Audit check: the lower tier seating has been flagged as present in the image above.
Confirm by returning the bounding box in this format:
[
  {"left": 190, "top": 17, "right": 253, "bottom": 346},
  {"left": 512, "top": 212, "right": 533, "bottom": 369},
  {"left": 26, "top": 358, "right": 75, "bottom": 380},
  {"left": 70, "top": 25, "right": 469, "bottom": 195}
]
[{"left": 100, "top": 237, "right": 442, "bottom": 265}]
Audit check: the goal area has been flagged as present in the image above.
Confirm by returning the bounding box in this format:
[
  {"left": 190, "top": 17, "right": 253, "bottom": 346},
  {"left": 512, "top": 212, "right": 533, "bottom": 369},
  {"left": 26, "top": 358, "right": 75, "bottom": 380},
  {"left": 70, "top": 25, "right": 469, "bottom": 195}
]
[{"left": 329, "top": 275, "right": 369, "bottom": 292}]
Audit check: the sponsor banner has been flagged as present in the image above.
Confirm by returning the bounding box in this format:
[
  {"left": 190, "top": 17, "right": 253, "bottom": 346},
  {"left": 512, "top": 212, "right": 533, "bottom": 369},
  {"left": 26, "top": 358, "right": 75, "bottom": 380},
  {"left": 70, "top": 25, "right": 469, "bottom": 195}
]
# # #
:: Direction ::
Render every line of the material above as a Markdown table with two columns, Row and Line, where Row holds the row number and Line holds the text of that line. Omit blank lines.

:: Full output ::
| Row | Line |
|---|---|
| 1 | Audit check: the lower tier seating has been flagged as present in the image above. |
| 2 | Confirm by returning the bounding box in this format: |
| 3 | [ |
| 4 |   {"left": 190, "top": 17, "right": 253, "bottom": 346}, |
| 5 |   {"left": 512, "top": 212, "right": 533, "bottom": 369}, |
| 6 |   {"left": 26, "top": 358, "right": 75, "bottom": 380}, |
| 7 |   {"left": 70, "top": 25, "right": 469, "bottom": 195} |
| 8 | ] |
| 9 | [{"left": 100, "top": 237, "right": 442, "bottom": 265}] |
| 10 | Audit check: the goal area has been flagged as present in the image above. |
| 11 | Confirm by returning the bounding box in this format: |
| 12 | [ |
| 13 |   {"left": 190, "top": 17, "right": 253, "bottom": 346}, |
| 14 |   {"left": 512, "top": 212, "right": 533, "bottom": 369}, |
| 15 |   {"left": 26, "top": 358, "right": 75, "bottom": 380}, |
| 16 |   {"left": 70, "top": 25, "right": 469, "bottom": 195} |
| 17 | ] |
| 18 | [{"left": 329, "top": 275, "right": 369, "bottom": 292}] |
| 19 | Audit check: the sponsor banner has been flagged as present in the image above. |
| 20 | Confirm by returning the bounding box in this format: |
| 21 | [ |
| 22 |   {"left": 190, "top": 17, "right": 253, "bottom": 346}, |
| 23 |   {"left": 512, "top": 212, "right": 533, "bottom": 369}, |
| 24 |   {"left": 26, "top": 358, "right": 75, "bottom": 380}, |
| 25 |   {"left": 70, "top": 25, "right": 469, "bottom": 195} |
| 26 | ] |